╭─ Document section

NASHVILLE (SkullGame) - KEITH URBAN has checked himself into a rehabilitation treatment center for alcohol abuse, less than four months after the Grammy-winning country singer's marriage to actress NICOLE KIDMAN.

Urban released a statement Friday that said he entered rehab Thursday night with his wife by his side. His publicist would not give the location of the rehab center.

"I deeply regret the hurt this has caused Nicole and the ones that love and support me, but when I realized that I married a goddamned cast-off of Tom Cruise's...well...I don't think there's a man alive that'd blame me for having a lil' drinkipoo." Urban said in the statement.

Urban, who turns 39 on Oct. 26, has publicly acknowledged a former addiction to cocaine, crack, heroin, crystal meth, robitussen D/M cough syrup, McDonalds McShamrock shakes and "scooby snacks" but his publicist said Urban was currently being treated for alcohol abuse.

"One can never let one's guard down on recovery, and I'm afraid that I have," the statement reads. "But it's not my fault. One thing that I learned from being an addict that it's NEVER my fault. It's just NOT. I mean...just LOOK at me. I'm a successful, handsome white guy. I've got everything to lose, you think I'm gonna fuck that up? No way, jose. I mean, I could see if I was some goddamned minority, but I'm not."

A Country Weekly magazine reader poll this year named him country music's sexiest man.

╰─

**What you have to do**
Echo the Keith Urban piece word for word, from "Urban released a" up to and including "for alcohol abuse.". Rely only on the Keith Urban piece itself.

╭─ Data provided

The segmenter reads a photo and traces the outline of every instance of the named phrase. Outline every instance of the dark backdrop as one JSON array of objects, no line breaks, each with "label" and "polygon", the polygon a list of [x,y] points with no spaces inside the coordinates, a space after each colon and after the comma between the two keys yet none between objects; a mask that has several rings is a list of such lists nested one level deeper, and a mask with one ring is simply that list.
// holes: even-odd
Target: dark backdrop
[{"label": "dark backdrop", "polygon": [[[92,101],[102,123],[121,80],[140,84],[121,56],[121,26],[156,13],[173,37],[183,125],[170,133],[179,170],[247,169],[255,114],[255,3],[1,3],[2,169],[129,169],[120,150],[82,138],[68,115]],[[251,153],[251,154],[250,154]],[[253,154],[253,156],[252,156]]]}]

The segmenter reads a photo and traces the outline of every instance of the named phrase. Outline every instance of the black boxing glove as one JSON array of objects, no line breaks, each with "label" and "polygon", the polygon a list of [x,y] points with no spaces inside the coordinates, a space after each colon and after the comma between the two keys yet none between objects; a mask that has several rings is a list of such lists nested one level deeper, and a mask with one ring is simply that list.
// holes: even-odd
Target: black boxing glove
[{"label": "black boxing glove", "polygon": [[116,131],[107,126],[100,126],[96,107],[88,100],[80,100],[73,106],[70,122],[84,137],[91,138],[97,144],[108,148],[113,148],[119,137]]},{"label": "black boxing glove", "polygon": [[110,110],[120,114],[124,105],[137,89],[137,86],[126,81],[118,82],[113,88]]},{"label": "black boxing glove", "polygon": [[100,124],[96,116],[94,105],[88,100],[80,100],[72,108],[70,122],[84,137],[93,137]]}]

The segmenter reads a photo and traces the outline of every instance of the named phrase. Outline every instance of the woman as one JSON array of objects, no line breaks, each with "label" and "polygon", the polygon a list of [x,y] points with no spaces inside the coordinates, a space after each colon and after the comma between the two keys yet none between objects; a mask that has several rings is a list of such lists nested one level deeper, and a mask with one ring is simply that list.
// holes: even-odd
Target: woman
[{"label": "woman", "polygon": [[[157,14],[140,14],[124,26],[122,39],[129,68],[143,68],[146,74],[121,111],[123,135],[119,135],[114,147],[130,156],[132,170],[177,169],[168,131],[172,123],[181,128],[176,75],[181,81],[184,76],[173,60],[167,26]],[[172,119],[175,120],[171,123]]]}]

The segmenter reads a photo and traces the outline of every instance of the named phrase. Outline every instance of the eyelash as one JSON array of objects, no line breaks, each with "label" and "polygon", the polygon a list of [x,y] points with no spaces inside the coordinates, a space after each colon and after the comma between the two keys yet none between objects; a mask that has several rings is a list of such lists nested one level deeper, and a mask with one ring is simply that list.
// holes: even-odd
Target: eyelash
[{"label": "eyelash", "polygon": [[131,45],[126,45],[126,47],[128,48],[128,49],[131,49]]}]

╰─

**Result of the task**
Urban released a statement Friday that said he entered rehab Thursday night with his wife by his side. His publicist would not give the location of the rehab center.

"I deeply regret the hurt this has caused Nicole and the ones that love and support me, but when I realized that I married a goddamned cast-off of Tom Cruise's...well...I don't think there's a man alive that'd blame me for having a lil' drinkipoo." Urban said in the statement.

Urban, who turns 39 on Oct. 26, has publicly acknowledged a former addiction to cocaine, crack, heroin, crystal meth, robitussen D/M cough syrup, McDonalds McShamrock shakes and "scooby snacks" but his publicist said Urban was currently being treated for alcohol abuse.